___ Listed records

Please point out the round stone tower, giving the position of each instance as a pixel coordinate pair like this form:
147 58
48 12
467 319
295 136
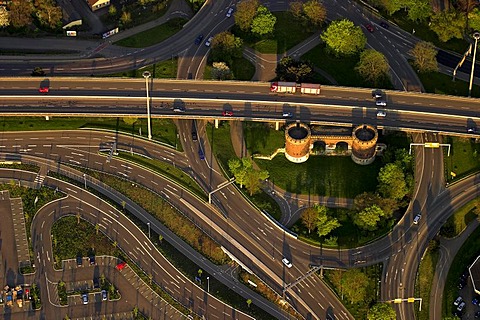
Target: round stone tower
364 144
297 142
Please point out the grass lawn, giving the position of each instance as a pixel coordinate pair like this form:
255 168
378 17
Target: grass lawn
423 284
161 70
163 130
260 138
154 35
465 256
287 34
457 222
221 143
341 69
439 83
464 158
72 237
333 176
167 170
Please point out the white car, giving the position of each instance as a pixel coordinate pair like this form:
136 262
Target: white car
209 41
287 263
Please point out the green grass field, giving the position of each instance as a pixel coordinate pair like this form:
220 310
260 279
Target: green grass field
464 158
333 176
154 35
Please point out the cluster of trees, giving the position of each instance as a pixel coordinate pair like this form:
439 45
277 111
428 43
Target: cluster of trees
395 181
246 175
21 13
253 17
462 18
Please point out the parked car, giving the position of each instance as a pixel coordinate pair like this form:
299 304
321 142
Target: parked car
44 89
199 39
85 298
417 218
287 263
381 114
209 41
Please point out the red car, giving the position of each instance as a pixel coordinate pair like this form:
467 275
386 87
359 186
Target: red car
121 265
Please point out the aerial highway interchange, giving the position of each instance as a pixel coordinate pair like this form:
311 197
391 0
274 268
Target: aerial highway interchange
257 242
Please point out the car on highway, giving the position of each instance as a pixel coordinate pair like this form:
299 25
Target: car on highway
287 263
85 298
417 218
104 295
457 301
381 114
43 89
199 39
121 265
209 41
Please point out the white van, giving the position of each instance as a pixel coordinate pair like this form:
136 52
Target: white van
287 263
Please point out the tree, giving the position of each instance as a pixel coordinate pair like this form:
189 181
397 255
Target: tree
354 284
21 13
368 218
126 18
447 25
315 12
325 224
221 71
48 13
289 69
246 11
309 218
112 10
264 21
381 311
392 182
424 56
372 65
4 17
342 37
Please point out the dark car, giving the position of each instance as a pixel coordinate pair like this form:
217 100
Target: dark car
199 39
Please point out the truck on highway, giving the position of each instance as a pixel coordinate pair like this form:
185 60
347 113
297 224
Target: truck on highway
293 87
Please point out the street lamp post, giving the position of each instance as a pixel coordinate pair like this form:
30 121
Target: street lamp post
476 35
146 75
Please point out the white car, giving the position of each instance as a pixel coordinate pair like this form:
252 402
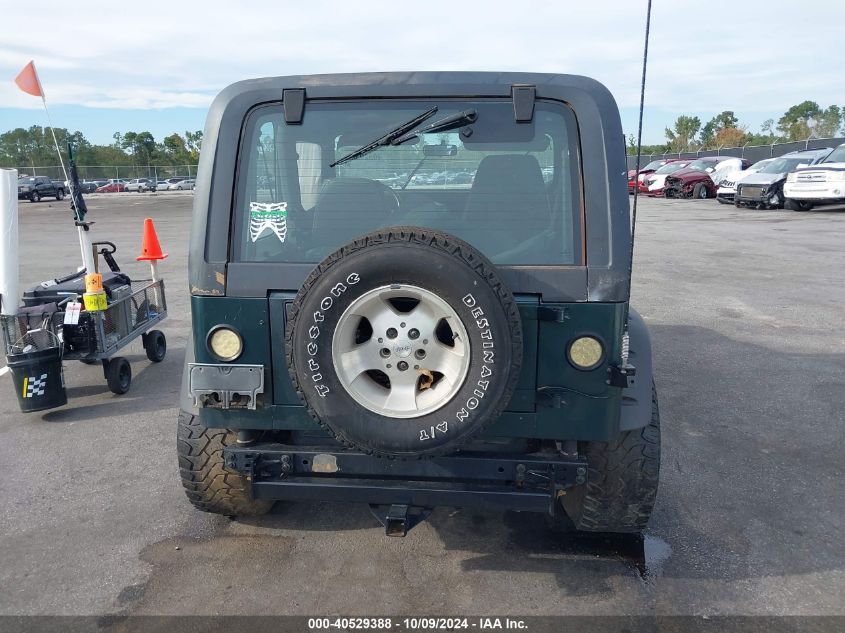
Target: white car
823 183
654 181
139 184
727 187
182 185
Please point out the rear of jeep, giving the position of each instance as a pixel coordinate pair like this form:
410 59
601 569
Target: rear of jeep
411 290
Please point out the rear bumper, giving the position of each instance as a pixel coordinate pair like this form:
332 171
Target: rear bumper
529 483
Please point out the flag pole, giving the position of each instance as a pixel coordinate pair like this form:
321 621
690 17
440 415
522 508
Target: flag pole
82 229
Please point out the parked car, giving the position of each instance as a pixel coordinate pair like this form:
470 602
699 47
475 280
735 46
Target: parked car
695 180
88 186
182 185
653 184
635 178
764 190
727 185
34 188
139 185
114 187
823 183
428 419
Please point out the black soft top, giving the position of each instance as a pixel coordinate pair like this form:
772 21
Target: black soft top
607 237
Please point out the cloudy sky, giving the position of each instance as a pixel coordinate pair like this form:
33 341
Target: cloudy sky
157 65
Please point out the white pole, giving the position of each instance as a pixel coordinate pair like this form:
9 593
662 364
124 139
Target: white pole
9 273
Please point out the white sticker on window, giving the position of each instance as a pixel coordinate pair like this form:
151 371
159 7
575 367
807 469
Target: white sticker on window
272 216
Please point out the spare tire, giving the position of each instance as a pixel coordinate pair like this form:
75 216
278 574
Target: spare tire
404 343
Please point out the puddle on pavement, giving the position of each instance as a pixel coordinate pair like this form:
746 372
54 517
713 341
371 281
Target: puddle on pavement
647 554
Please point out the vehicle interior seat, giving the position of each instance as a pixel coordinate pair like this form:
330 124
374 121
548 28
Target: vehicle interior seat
507 203
347 207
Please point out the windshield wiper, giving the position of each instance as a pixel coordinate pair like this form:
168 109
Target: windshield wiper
387 138
446 123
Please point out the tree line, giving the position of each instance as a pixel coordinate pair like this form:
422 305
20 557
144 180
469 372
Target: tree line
34 146
800 122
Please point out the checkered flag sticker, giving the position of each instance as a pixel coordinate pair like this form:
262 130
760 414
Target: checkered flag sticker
268 216
36 386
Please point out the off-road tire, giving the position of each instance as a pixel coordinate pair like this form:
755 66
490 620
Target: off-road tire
622 478
441 264
208 485
699 189
797 205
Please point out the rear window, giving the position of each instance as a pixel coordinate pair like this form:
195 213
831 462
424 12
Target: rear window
510 189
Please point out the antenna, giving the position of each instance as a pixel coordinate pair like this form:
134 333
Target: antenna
636 189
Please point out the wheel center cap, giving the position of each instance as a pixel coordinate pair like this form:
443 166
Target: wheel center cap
402 349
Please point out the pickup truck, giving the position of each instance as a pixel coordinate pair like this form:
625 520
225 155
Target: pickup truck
34 188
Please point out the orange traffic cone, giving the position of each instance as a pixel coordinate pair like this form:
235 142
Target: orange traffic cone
150 248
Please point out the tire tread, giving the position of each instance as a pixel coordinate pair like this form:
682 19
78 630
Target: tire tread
446 243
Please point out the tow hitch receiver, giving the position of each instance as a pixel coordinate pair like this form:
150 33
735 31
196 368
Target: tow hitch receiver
398 518
400 493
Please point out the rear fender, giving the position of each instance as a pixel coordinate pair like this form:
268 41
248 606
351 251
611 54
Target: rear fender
636 400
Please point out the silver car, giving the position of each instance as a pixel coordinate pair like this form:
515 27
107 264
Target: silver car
183 185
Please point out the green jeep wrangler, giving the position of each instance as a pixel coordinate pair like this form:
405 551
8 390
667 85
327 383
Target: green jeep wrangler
411 290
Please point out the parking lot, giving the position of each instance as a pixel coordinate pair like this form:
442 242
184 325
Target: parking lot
745 309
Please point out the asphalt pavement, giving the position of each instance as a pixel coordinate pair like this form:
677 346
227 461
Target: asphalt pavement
746 314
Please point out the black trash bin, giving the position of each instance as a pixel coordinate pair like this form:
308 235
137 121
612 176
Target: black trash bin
38 378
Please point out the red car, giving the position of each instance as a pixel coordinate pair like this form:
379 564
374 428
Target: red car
695 181
115 187
652 167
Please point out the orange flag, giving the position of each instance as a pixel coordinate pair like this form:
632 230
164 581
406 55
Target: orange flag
28 81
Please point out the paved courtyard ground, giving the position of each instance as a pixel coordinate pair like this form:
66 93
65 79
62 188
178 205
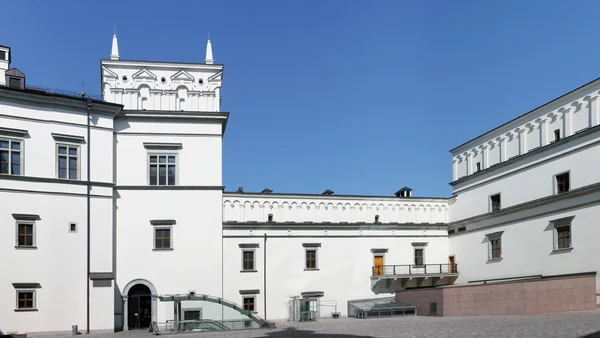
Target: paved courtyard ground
570 324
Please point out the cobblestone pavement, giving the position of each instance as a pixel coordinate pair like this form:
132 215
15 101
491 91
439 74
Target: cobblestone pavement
569 324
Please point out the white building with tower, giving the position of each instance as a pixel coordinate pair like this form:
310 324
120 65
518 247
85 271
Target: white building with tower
115 216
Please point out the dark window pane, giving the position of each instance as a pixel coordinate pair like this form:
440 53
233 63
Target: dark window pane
15 157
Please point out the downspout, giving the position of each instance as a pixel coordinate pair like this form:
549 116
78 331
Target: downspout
265 277
89 116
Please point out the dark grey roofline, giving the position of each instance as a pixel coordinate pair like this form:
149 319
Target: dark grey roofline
518 117
44 93
333 196
183 63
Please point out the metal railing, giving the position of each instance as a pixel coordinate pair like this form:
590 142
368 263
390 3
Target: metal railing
412 269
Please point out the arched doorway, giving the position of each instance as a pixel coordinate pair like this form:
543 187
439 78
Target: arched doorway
139 307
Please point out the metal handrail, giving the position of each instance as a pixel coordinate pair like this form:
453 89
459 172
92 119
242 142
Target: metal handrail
413 269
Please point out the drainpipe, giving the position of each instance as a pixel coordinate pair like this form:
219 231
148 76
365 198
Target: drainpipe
265 277
89 107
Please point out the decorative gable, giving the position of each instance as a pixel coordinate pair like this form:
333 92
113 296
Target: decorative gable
144 74
182 75
107 73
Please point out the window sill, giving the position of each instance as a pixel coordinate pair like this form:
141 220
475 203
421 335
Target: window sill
564 250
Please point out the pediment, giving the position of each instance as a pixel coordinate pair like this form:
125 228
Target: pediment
182 75
144 74
108 73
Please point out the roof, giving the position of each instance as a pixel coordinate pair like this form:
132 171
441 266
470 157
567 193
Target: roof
531 111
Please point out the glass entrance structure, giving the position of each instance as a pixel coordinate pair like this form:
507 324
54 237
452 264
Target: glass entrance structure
379 307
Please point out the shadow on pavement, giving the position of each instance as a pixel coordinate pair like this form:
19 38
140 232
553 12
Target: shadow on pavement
293 332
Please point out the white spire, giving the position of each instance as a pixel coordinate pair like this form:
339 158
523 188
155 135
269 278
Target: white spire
114 54
209 60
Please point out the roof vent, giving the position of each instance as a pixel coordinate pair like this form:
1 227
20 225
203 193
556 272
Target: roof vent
404 192
15 78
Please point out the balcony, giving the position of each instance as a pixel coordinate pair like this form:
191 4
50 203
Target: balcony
393 278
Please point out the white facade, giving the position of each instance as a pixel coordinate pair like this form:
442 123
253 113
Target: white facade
161 224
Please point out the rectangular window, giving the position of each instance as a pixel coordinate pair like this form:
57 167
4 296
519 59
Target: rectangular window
163 169
248 260
10 157
162 238
495 202
311 259
25 234
25 299
249 303
562 183
68 161
419 256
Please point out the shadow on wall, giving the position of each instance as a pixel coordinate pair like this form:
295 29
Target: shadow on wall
293 332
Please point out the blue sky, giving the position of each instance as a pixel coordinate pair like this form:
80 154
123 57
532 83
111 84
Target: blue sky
360 97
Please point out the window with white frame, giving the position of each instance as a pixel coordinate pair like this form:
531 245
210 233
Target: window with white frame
11 156
162 169
248 257
67 161
163 234
26 296
562 233
310 256
495 245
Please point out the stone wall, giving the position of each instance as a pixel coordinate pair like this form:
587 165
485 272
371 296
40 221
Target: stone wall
555 294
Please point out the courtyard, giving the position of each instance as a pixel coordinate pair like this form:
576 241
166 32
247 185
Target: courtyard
566 324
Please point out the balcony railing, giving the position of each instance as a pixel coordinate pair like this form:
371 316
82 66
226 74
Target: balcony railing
411 269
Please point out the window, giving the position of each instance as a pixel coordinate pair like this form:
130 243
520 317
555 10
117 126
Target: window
10 157
68 161
162 169
162 238
563 235
495 246
562 183
419 258
495 202
249 303
25 299
25 234
248 260
311 259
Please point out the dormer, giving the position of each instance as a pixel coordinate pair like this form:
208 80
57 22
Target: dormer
405 192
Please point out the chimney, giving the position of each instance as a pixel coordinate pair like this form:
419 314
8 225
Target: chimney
4 63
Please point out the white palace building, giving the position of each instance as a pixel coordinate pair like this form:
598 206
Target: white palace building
113 216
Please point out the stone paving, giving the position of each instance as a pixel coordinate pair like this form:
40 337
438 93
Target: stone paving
567 324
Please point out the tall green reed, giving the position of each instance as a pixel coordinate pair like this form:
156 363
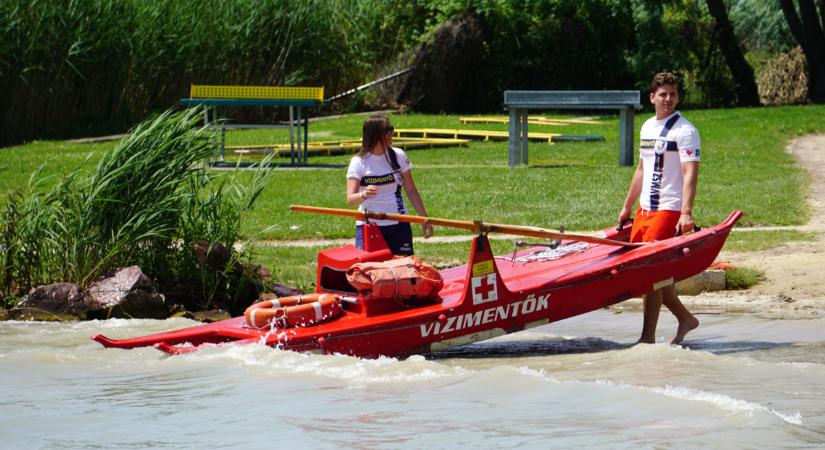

______

- Task prompt -
Precisely the lines from the one containing "Target: dormer" to the end of the data above, both included, should be printed; leave the pictures out.

- Task answer -
Target: dormer
405 192
Please point out the chimney, giving the position of each instance as a pixel coordinate pair like this form:
419 314
8 225
Target: chimney
4 63
Please point out the white palace building, giving the position of each instance as a pixel coordinate pair like this form:
598 206
Target: white palace building
113 216
Please point out the stone paving, giving the position of each instance as a pixel coordinate pair like this form:
40 337
438 93
Target: stone paving
567 324
Please point out the tall green reed, giving the position of each instance as a pixel coordinate pair like this form:
156 363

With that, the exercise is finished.